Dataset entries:

=-=-=

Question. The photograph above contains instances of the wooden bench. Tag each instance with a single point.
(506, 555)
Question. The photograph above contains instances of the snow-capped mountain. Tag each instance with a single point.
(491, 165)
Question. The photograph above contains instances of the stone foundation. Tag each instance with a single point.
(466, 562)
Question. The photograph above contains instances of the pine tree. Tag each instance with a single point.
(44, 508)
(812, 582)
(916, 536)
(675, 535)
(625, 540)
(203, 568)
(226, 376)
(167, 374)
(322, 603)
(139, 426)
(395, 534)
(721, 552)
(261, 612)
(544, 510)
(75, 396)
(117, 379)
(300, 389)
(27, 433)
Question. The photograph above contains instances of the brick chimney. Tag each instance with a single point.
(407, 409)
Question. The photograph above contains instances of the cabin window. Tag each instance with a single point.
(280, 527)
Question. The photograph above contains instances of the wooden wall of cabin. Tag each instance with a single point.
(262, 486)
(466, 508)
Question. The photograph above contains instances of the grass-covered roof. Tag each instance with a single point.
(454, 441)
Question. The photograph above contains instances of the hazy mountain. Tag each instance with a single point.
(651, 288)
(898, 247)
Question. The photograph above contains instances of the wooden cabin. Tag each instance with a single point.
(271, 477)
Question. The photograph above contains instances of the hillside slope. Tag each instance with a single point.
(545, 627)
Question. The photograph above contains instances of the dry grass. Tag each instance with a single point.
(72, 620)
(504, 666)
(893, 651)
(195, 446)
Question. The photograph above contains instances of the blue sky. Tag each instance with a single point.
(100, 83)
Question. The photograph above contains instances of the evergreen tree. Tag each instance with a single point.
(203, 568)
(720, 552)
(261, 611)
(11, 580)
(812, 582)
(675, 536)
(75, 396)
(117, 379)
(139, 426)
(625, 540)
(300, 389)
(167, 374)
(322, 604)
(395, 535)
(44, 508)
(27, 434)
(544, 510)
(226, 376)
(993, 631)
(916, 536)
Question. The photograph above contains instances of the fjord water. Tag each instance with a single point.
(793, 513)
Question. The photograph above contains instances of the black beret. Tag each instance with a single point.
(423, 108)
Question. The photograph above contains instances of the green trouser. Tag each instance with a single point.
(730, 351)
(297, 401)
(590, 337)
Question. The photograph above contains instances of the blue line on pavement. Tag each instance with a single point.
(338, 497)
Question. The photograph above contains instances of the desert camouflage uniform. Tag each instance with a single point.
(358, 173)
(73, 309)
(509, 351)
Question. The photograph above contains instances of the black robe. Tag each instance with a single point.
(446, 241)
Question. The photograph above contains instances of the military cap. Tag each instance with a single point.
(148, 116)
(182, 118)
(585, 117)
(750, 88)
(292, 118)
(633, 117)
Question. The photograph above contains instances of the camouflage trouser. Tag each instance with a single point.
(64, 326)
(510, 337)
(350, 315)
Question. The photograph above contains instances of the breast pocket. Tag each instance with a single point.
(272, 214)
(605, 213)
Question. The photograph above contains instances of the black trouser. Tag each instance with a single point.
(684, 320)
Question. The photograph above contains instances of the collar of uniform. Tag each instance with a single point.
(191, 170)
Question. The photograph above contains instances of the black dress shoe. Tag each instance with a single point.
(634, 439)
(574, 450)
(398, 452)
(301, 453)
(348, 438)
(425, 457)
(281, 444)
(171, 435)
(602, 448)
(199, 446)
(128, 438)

=-=-=

**TASK PROMPT**
Starting with the line that contains "robe. Tag each instance with a single point." and going on through the last of the lines, recast them as a two-column CSV with the headers request and points. Give one row per request, with its text and its answer each in a single quoted field and any line breaks replaced by spaces.

**TASK OUTPUT**
request,points
"Question. The photograph above contains instances of the black robe. Tag each instance with a single point.","(446, 241)"
"Question. The photograph above contains instances of the military cap. Tag each instance with a single point.","(148, 116) (182, 118) (585, 117) (750, 88) (292, 118) (633, 117)"
"Question. The photograph above contains instances of the camouflage trouser. Tag each instance with a single point.","(64, 326) (510, 337) (350, 315)"
"Question. The photograph above contains instances of the breast pocket. Tag each instance with a single point.","(272, 214) (605, 213)"
"Question. The photograph above contains instances of the black trouser. Tag each instance with a single point.","(684, 320)"
"Question. The photograph above contains instances of the collar of uniform. Tag each instance with a single point.","(191, 170)"
"Question. The photograph above contains instances of the black dress shoe. Tag each instance with a single point.","(634, 439) (574, 450) (398, 452) (301, 453) (348, 438) (425, 457) (281, 444) (171, 435) (602, 448) (199, 446) (128, 438)"